- [WORK INSTRUCTIONS]:
1/ Answer these about the market commentary below, one line each, marked like the questions:
(a) To what level did the electricity production index decline in December 2015?
(b) Which primary support level did the Dow Jones Industrial Average break?
(c) Breach of which support level would warn of another decline for Deutsche Post AG?
2/ Name every Twiggs indicator mentioned in the market commentary below, together with its time period, listing each only once.
3/ Please carry on the market commentary below, starting after its last sentence.

- [SELECTED PASSAGE]:

In November I observed that US electricity production had remained stagnant since 2008. Basically, manufacturing had stalled. The December 2015 decline to 95 shows a far more worrying event: manufacturing is now shrinking.

Electricity Production Index

Decline of the ISM Manufacturing PMI Composite Index below 50 tends to bear this out. But a secular decline would be far more serious than your common-or-garden-variety cyclical contraction.

ISM Manufacturing: PMI Composite Index

Dow breaks support

My newsletters on December 10th and January 14th warned of the approaching storm across global markets. The Dow Jones Industrial Average has now broken primary support at 16000, signaling a primary down-trend. Reversal of 13-week Twiggs Money Flow below zero, indicating selling pressure, strengthens the warning. Target for the decline is 14000*.

Dow Jones Industrial Average

* Target calculation: 16000 – ( 18000 – 16000 ) = 14000

S&P 500 breach of primary support at 1870 confirms the Dow signal. The long tail on the latest candle indicates the continued presence of buyers (highlighted by rising 21-day Twiggs Money Flow). Expect retracement to test the new resistance level but respect is likely and follow-through below 1850 would be the final nail in the coffin. The medium-term target is 1700* but long-term, expect a test of 1500.

S&P 500 Index

* Target calculation: 1900 – ( 2100 – 1900 ) = 1700

CBOE Volatility Index (VIX) testing 30 suggests elevated risk.

S&P 500 VIX

Gold and Treasury Yields

Bonds have benefited from the flight to safety, with 10-year Treasury Yields closing below 2.0%. Follow-through below 1.90% would suggest a test of the 2015 low at 1.65%.

10-Year Treasury Yields

Gold likewise rallied to $1100 per ounce. But falling oil prices and low inflation are likely to undermine any long-term demand for gold as a store of value.

S&P 500 VIX

How far will the S&P 500 fall?

Prompted by a question from Hailoh on IC forum:

“Down for sure, but in what stages? Without a Lehman failure there may not be the impetus for a dramatic plunge towards the end.”

The S&P 500 is testing primary support at 1850/1870. Decline of 6-month Twiggs Momentum below zero warns of a primary down-trend. I am a great believer in chart symmetry and breach of 1870 would most likely result in a decline to 1500, the next major support level.

S&P 500 Index

This could still prove to be a false alarm — as in 1998, 2010 and 2011 — but charts like bellwether transport stock Fedex suggest otherwise.


Also the 10% year-on-year declining profit margins for Q3 2015. A 20% year-on-year fall for Q4 2015 would confirm.

Profit Margins

Fedex warns of slowing economy

Bellwether transport stock Fedex, in a primary down-trend, warns of slowing economic activity in the US. The 6-month Twiggs Momentum peak below zero flags a strong down-trend. Breach of support at 130.00 would warn of another decline — and worsening economic climate.


European equivalent Deutsche Post AG (DPW.DE), owner of DHL, also warns of declining economic activity. Breach of support at 23.00 would warn of another decline.

- [DATA]:
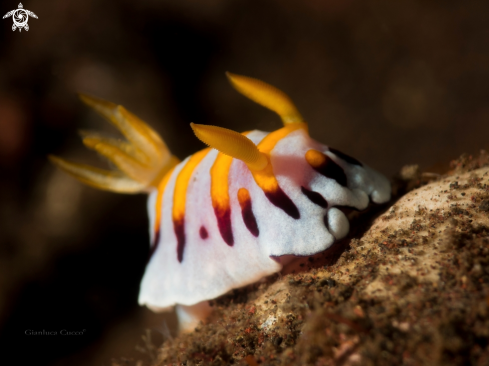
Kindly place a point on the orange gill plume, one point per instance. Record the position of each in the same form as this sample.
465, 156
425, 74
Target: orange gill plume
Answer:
142, 160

- [RESPONSES TO THE EXERCISE]:
1/
(a) 95
(b) 16000
(c) 23.00

2/
13-week Twiggs Money Flow
21-day Twiggs Money Flow
6-month Twiggs Momentum

3/
Deutsche Post AG

ASX wagon follows China engine

The ASX wagon is clearly hitched to the Chinese growth engine. When China slows and commodity prices fall, the ASX is sure to follow.

The Shanghai Composite Index is simply a barometer of the main show, which is Chinese real estate and infrastructure investment. Chinese stocks are again falling, with the index headed for a test of primary support at 3000. Rate rises in the US are likely to increase capital outflows from China. The PBOC’s massive foreign currency reserves act as a buffer but have already been depleted by half a trillion Dollars. Loosening the peg against the Dollar may soften the immediate impact on reserves. But a falling Yuan is likely to further encourage capital outflows.

Shanghai Composite Index

The ASX 200 broke primary support at 5000. Reversal of 6-month Twiggs Momentum below zero signals a primary down-trend. Follow through below 4900 would confirm the decline, with long-term support at 4000*.

ASX 200

* Target calculation: 5000 – ( 6000 – 5000 ) = 4000

How long will the oil-price shock last?

From Marek Dabrowski at Bruegel:

……the depth of the oil-price shock looks comparable with that of the second half of 2008 and early 2009. However, while the 2008-2009 shock resulted from a temporary liquidity crisis caused by the Lehman Brothers bankruptcy, the current shock seems to be underpinned by more fundamental demand- and supply-side factors.

On the demand side, there are the observed slowdowns of emerging-market economies, effects of energy-saving policies in developed and developing countries, and the gradual tightening of US monetary policy, which reduced the appetite for speculative purchases of oil and other commodities. In speaking about the demand side, we mean massive investment in new oil-production capacities, including shale oil, in the last two decades (Dale, 2015), the declining market power of the OPEC cartel and development of alternative energy sources.

Consequently, the lower level of oil prices could reflect a new market equilibrium and could last longer than the short-term price declines of 1998-1999 and 2008-2009. The current situation is more reminiscent of the dramatic oil price adjustment observed in the mid-1980s, after which low prices dominated for more than a decade. If this scenario is repeated now, all net oil exporters will face inevitable challenges of both macro- and microeconomic adjustment in the long term.

…..Overall, countries that conducted prudent macroeconomic policies and built-up large fiscal buffers in boom years (Gulf countries, Norway, Brunei Darussalam) have had more room to manoeuvre in choosing the right policy response to the price shock, compared to those that had smaller or no reserves. In particular, they could employ countercyclical fiscal policy to mitigate the effect of lower prices (see above).

I am sure most Australians can relate to this conclusion.

Source: The impact of the oil-price shock on net oil exporters | Bruegel

Infantilism as Russia’s Official Ideology | Free Russia Foundation

From Russian independent journalist Arkady Babchenko:

If you asked me to characterise the “Russian World” (Russky mir) in one word, I would not hesitate to call it infantilism. This term best describes the current state of Russian society.

Infantilism is, first and foremost, the inability to take responsibility for one’s own actions; the inability to draw causal links and to understand that such-and-such actions lead to such-and-such consequences.

……The absolute lack of understanding of the value of life is just as infantile.

It is not acceptable for adults to inflate a frog with a straw, to decapitate a puppy, to pound residential neighbourhoods with weapons of indiscriminate destruction, or to shoot down passenger jets with surface-to-air missiles…..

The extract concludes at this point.